Your assignment =>
Copy out each line below in which the string "round" appears.

Records excerpted from a collection
=== Begin Enclosure ===

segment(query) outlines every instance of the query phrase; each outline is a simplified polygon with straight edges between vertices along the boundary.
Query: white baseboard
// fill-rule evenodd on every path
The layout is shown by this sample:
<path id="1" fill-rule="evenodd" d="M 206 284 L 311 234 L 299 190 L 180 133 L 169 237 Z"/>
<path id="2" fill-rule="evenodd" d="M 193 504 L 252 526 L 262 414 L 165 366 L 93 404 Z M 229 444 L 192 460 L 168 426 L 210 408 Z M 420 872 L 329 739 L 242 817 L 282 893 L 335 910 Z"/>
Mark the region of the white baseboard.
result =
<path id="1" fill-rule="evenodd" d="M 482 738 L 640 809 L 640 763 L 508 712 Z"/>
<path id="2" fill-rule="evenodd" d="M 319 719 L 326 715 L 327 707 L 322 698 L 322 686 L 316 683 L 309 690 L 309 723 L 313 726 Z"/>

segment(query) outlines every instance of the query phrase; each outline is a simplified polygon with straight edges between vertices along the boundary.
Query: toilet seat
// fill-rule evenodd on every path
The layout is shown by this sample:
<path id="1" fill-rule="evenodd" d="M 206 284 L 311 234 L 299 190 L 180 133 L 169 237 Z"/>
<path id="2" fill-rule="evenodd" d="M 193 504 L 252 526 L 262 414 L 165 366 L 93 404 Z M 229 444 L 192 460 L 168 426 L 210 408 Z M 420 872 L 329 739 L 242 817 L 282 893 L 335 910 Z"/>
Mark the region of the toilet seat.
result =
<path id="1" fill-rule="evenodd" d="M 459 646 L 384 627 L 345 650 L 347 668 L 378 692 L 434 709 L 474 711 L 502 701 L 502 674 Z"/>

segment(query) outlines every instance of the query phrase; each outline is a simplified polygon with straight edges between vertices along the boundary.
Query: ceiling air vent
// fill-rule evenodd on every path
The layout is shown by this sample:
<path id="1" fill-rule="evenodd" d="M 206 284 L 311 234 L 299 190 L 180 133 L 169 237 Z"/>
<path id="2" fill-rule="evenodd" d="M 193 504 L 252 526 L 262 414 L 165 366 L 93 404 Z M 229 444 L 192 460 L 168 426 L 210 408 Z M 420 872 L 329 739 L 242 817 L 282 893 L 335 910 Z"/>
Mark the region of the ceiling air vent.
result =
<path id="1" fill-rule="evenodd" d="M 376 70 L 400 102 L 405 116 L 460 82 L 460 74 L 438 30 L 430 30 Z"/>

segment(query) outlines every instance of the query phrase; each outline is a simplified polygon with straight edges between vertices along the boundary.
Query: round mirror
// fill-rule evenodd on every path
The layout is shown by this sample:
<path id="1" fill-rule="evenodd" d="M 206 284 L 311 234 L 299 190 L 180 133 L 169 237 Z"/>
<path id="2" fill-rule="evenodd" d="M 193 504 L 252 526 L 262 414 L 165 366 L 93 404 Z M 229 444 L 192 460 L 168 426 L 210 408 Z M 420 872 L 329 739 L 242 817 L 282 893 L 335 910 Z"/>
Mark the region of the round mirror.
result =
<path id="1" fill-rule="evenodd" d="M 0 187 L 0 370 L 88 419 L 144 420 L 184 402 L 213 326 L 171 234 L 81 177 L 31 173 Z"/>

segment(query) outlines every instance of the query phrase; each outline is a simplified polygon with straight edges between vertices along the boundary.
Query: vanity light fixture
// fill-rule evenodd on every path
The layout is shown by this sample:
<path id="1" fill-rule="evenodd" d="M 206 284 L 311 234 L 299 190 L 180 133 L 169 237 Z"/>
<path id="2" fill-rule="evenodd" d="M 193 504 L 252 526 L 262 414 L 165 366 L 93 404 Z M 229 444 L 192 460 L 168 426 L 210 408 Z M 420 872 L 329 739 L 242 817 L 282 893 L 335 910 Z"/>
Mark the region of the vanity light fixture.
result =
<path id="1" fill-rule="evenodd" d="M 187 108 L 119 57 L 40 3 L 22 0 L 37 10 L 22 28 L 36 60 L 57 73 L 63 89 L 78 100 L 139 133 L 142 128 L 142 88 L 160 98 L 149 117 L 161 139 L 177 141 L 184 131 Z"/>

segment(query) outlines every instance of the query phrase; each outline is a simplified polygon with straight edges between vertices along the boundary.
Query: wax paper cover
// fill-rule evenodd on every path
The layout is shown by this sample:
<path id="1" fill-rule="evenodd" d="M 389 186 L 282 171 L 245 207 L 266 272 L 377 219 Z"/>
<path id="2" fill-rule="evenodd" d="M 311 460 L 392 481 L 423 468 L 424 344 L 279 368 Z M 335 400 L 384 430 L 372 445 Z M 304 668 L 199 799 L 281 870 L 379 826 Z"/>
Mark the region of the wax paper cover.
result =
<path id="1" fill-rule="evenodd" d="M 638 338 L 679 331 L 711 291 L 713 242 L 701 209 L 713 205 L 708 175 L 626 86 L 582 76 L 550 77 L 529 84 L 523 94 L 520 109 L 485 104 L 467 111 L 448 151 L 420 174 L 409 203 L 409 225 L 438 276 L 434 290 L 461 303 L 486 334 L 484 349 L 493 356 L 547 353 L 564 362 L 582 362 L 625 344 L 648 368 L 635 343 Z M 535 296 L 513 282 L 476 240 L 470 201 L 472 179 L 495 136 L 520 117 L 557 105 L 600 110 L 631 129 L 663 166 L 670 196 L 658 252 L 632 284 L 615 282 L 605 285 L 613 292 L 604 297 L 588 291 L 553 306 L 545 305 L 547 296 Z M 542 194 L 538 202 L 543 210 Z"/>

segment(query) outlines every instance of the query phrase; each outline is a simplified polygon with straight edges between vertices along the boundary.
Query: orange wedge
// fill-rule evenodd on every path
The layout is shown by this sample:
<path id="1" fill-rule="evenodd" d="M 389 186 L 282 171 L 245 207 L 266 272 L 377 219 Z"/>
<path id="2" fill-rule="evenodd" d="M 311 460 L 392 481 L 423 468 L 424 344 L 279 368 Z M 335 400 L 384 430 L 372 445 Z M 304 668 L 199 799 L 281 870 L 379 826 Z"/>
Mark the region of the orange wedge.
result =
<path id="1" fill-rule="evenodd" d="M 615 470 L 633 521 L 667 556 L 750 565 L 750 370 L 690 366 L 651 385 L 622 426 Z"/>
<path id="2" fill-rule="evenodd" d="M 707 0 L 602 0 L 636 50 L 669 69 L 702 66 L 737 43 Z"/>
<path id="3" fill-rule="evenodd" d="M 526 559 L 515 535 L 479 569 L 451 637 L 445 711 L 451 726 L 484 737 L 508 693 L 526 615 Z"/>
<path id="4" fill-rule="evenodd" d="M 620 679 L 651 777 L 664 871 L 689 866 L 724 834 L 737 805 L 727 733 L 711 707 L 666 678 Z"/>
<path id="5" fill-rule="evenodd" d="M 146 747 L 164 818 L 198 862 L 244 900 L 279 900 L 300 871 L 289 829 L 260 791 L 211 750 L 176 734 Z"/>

=== End Enclosure ===

Answer =>
Query: round mirror
Mark the region of the round mirror.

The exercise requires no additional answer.